_Requirement_: In the records below, find the line with "on the dense" and the line with "the distant mountain"; return exactly those lines and every line between them.
Data records: Begin
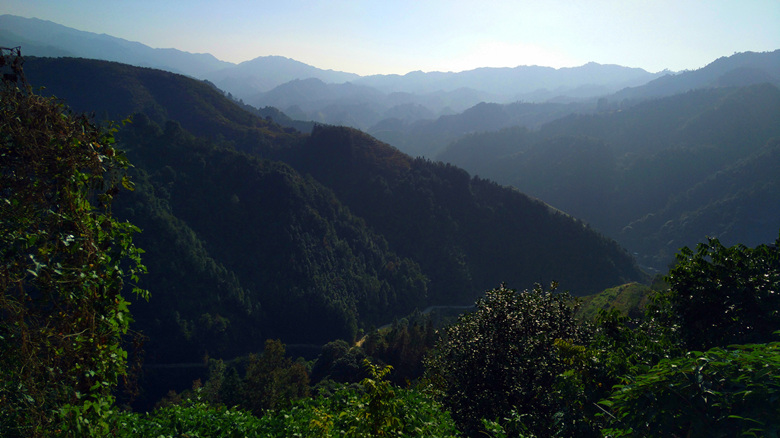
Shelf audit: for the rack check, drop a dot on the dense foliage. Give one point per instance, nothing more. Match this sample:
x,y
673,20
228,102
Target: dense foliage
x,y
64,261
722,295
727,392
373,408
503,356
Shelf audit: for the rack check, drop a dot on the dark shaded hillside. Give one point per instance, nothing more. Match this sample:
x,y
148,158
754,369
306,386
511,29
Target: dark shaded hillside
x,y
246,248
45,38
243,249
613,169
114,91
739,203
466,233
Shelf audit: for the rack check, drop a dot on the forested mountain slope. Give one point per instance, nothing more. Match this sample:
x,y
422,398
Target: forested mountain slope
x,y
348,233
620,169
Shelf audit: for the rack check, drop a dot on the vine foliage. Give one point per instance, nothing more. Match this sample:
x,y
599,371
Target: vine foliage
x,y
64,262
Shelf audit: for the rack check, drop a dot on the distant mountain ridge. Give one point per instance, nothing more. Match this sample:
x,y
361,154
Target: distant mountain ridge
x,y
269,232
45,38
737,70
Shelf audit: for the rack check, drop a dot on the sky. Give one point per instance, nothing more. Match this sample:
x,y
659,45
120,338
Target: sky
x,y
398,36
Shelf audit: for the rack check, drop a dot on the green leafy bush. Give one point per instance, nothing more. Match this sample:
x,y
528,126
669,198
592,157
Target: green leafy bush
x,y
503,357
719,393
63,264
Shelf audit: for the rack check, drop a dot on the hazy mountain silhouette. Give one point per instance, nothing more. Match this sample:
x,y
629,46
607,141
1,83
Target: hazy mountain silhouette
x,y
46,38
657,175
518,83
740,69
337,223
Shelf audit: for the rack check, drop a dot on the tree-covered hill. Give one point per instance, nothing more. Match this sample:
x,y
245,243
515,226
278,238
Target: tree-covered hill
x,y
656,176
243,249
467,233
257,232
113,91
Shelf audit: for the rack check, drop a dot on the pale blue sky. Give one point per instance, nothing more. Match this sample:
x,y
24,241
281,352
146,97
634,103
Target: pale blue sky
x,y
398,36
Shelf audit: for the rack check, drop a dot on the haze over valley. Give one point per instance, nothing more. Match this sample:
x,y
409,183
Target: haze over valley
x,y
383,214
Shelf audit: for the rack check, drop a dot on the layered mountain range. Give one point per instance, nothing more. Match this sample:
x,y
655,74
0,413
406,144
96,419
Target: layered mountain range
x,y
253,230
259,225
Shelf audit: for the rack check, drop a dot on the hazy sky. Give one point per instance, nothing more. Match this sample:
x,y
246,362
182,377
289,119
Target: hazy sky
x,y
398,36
Data records: End
Data records: Begin
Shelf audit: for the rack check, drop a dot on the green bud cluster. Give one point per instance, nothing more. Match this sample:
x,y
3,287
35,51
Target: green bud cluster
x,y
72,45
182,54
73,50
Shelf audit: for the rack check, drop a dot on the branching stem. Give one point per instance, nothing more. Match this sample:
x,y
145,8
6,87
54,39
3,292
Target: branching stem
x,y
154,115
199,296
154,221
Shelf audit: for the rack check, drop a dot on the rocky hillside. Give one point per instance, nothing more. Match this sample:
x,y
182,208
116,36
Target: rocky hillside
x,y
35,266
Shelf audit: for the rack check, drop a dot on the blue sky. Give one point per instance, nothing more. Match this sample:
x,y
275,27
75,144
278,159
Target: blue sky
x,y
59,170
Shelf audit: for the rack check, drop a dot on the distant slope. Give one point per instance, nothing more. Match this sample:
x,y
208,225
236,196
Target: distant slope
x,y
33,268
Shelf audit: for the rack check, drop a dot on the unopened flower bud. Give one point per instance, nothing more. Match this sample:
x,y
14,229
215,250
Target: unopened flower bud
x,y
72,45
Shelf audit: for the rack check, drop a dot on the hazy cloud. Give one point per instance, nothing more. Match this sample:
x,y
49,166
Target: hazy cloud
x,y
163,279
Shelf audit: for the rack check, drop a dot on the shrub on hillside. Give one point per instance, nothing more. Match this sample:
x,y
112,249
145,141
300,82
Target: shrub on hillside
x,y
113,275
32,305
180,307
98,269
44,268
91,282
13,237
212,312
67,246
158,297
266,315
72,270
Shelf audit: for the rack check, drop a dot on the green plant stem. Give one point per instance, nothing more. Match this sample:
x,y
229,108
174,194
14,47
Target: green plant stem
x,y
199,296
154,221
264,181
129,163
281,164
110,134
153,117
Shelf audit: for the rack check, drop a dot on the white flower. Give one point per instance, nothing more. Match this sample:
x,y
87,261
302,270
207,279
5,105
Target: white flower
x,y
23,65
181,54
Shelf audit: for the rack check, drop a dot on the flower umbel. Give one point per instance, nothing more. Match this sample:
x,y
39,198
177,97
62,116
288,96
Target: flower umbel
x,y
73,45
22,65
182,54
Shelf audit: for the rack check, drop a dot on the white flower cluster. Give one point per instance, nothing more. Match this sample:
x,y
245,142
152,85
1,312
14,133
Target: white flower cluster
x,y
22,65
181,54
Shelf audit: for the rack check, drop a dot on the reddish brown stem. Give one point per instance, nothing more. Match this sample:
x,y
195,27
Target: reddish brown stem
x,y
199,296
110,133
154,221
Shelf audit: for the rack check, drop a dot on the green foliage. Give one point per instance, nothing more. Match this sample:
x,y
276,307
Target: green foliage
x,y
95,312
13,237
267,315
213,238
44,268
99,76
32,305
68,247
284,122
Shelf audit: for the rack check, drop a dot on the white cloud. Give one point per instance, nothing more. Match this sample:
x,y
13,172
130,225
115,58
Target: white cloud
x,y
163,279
Data records: End
_Task result_:
Shelf audit: for the rack check, drop a dot on the dense foliage. Give one point per instance, nothing more. Match this sample:
x,y
673,20
228,102
Target: dense foliage
x,y
64,261
722,295
727,392
373,408
503,356
Shelf audit: for the rack check, drop a dot on the dark shaded hillside. Give one point per instance, nothing more. Match this sample:
x,y
148,158
754,369
306,386
511,29
Target: dark shaded hillside
x,y
246,248
45,38
243,249
613,169
114,91
739,203
466,233
Shelf audit: for the rack check, drop a dot on the forested mountain slope. Give one point per instance, nothing more. Match this sample:
x,y
422,398
Target: forested mountain slope
x,y
348,233
620,169
Shelf audit: for the rack check, drop a dot on the vine foliage. Give one point per instance, nothing more. Match this sample:
x,y
599,371
Target: vine foliage
x,y
64,262
Shelf audit: for the rack check, drop a dot on the distant mountain ridge. Give one point per instance, nothing more. Match this sample:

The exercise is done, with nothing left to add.